● **What is needed**
Return the lines that run from the line containing "Query: draped table" through the end of the entries, both ends included. Leave out all pictures.

START Given entries

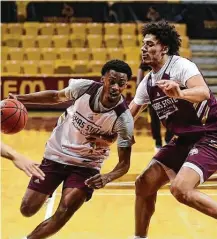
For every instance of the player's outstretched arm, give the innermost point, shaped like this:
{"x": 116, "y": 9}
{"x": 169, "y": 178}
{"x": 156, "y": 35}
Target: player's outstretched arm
{"x": 100, "y": 180}
{"x": 21, "y": 162}
{"x": 197, "y": 90}
{"x": 135, "y": 109}
{"x": 41, "y": 97}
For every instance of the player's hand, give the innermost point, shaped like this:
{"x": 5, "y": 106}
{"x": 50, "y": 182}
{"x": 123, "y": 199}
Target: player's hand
{"x": 98, "y": 181}
{"x": 102, "y": 140}
{"x": 170, "y": 88}
{"x": 28, "y": 166}
{"x": 12, "y": 96}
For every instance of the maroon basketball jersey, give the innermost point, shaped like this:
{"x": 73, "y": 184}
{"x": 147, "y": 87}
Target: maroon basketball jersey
{"x": 180, "y": 116}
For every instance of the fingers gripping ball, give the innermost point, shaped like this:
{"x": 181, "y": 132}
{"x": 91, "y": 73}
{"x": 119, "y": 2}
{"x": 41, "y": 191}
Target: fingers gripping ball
{"x": 14, "y": 116}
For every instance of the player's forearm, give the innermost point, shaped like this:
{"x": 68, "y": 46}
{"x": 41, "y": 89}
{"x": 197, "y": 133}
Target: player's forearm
{"x": 42, "y": 97}
{"x": 135, "y": 109}
{"x": 196, "y": 94}
{"x": 123, "y": 165}
{"x": 8, "y": 152}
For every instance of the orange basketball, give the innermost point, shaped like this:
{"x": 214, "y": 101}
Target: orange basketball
{"x": 13, "y": 116}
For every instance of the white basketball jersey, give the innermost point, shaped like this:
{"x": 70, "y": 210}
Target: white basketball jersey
{"x": 68, "y": 143}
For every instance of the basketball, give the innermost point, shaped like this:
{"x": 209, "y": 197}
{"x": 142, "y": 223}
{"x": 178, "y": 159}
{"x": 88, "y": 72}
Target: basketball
{"x": 13, "y": 116}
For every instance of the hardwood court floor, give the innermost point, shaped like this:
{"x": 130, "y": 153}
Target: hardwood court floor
{"x": 110, "y": 213}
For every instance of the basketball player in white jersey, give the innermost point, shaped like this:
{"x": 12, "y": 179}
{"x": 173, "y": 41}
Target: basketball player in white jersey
{"x": 185, "y": 105}
{"x": 75, "y": 151}
{"x": 29, "y": 167}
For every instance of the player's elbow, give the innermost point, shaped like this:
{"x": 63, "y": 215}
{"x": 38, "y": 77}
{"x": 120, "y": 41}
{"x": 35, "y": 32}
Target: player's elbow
{"x": 206, "y": 93}
{"x": 126, "y": 167}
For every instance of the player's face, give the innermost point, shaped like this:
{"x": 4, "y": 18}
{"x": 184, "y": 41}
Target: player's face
{"x": 152, "y": 50}
{"x": 114, "y": 84}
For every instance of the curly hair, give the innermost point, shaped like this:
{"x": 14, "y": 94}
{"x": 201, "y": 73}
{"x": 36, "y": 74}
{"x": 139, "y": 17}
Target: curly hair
{"x": 165, "y": 33}
{"x": 117, "y": 65}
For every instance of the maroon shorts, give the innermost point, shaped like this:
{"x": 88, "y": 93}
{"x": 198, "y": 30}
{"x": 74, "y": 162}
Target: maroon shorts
{"x": 56, "y": 173}
{"x": 200, "y": 151}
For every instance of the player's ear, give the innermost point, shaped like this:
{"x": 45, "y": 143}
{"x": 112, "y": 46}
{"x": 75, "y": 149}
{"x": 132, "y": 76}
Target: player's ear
{"x": 165, "y": 49}
{"x": 102, "y": 79}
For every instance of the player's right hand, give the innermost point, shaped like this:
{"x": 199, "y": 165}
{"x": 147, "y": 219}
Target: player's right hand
{"x": 12, "y": 96}
{"x": 102, "y": 140}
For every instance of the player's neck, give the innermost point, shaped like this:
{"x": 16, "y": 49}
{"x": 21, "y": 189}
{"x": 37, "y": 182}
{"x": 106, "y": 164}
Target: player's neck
{"x": 106, "y": 103}
{"x": 156, "y": 67}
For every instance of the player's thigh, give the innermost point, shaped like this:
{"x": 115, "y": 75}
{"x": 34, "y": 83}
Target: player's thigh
{"x": 202, "y": 158}
{"x": 33, "y": 199}
{"x": 39, "y": 190}
{"x": 77, "y": 177}
{"x": 71, "y": 200}
{"x": 151, "y": 179}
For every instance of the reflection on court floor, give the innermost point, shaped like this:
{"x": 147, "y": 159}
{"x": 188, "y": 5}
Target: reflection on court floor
{"x": 110, "y": 213}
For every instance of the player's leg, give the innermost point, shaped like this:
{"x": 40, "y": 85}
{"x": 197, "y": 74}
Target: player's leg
{"x": 201, "y": 163}
{"x": 32, "y": 202}
{"x": 74, "y": 194}
{"x": 71, "y": 201}
{"x": 38, "y": 191}
{"x": 158, "y": 173}
{"x": 168, "y": 136}
{"x": 147, "y": 185}
{"x": 155, "y": 128}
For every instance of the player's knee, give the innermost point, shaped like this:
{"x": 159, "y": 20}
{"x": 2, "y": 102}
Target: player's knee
{"x": 182, "y": 195}
{"x": 27, "y": 210}
{"x": 143, "y": 186}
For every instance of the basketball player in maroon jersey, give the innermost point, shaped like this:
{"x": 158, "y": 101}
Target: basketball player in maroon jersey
{"x": 29, "y": 167}
{"x": 185, "y": 105}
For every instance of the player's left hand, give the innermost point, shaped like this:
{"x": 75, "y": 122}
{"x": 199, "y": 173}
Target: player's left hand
{"x": 102, "y": 140}
{"x": 97, "y": 181}
{"x": 170, "y": 88}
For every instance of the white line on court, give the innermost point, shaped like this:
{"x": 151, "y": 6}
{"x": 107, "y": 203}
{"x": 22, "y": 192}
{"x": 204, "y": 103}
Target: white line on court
{"x": 132, "y": 194}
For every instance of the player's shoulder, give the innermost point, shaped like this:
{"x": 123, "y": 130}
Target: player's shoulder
{"x": 73, "y": 82}
{"x": 181, "y": 62}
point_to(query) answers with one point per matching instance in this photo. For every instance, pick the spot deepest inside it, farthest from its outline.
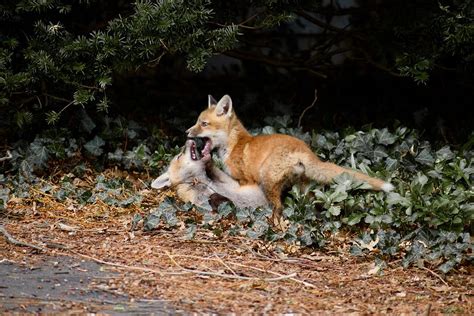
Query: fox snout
(191, 132)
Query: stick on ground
(13, 241)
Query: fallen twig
(13, 241)
(118, 265)
(279, 275)
(185, 270)
(308, 107)
(436, 275)
(225, 264)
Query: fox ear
(224, 106)
(211, 101)
(162, 181)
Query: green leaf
(334, 210)
(425, 157)
(444, 153)
(94, 146)
(384, 137)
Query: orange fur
(268, 160)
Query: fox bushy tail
(325, 172)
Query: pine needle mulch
(226, 273)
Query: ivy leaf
(334, 210)
(425, 157)
(384, 137)
(94, 146)
(224, 209)
(444, 153)
(394, 198)
(258, 229)
(447, 266)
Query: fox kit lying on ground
(195, 179)
(268, 160)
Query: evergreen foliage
(57, 54)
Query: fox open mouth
(200, 148)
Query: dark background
(374, 63)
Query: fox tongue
(195, 155)
(207, 148)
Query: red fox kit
(270, 161)
(195, 179)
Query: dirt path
(112, 270)
(62, 283)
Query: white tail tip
(387, 187)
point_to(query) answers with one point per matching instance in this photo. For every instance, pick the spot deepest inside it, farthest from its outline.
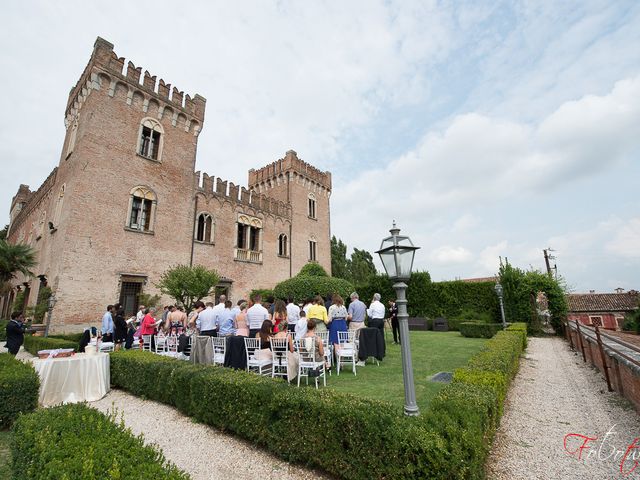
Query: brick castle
(125, 203)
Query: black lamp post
(396, 253)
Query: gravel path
(184, 443)
(555, 394)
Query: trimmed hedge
(479, 330)
(19, 385)
(369, 439)
(33, 344)
(79, 442)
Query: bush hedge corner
(79, 442)
(19, 385)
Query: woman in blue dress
(337, 319)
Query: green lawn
(432, 352)
(5, 454)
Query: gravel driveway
(554, 395)
(201, 451)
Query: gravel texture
(555, 394)
(199, 450)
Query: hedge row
(33, 344)
(19, 385)
(370, 439)
(79, 442)
(479, 330)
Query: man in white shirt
(293, 314)
(206, 321)
(256, 315)
(376, 313)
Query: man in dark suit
(15, 333)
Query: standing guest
(206, 321)
(140, 314)
(293, 314)
(301, 326)
(356, 313)
(148, 326)
(376, 313)
(264, 334)
(395, 326)
(337, 319)
(120, 329)
(318, 313)
(242, 328)
(15, 333)
(107, 324)
(279, 316)
(226, 323)
(256, 315)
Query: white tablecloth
(73, 379)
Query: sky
(484, 129)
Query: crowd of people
(251, 318)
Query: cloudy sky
(485, 129)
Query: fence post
(584, 356)
(604, 359)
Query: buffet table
(74, 379)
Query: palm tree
(15, 258)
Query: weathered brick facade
(90, 250)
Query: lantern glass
(397, 253)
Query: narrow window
(282, 245)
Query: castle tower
(307, 190)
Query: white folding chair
(279, 359)
(328, 348)
(219, 350)
(307, 361)
(346, 351)
(262, 366)
(146, 342)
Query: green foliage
(449, 441)
(479, 330)
(19, 384)
(148, 300)
(3, 330)
(305, 284)
(313, 269)
(15, 258)
(79, 442)
(520, 291)
(357, 269)
(188, 284)
(33, 344)
(339, 261)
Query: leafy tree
(15, 258)
(188, 284)
(361, 266)
(339, 261)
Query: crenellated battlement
(210, 185)
(290, 163)
(105, 70)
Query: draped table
(74, 379)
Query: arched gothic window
(283, 245)
(150, 139)
(204, 228)
(142, 208)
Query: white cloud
(447, 255)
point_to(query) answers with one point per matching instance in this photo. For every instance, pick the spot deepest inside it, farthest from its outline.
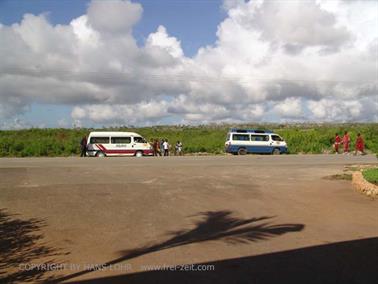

END Given entries

● **Written solution**
Query: draped table
(74, 379)
Query: arched gothic window
(283, 245)
(150, 139)
(204, 228)
(142, 208)
Query: white cloud
(447, 255)
point_to(query) answers with one point per matching instance in this photo. For every instance, pick the spot deepest inside it, farthest from its outline.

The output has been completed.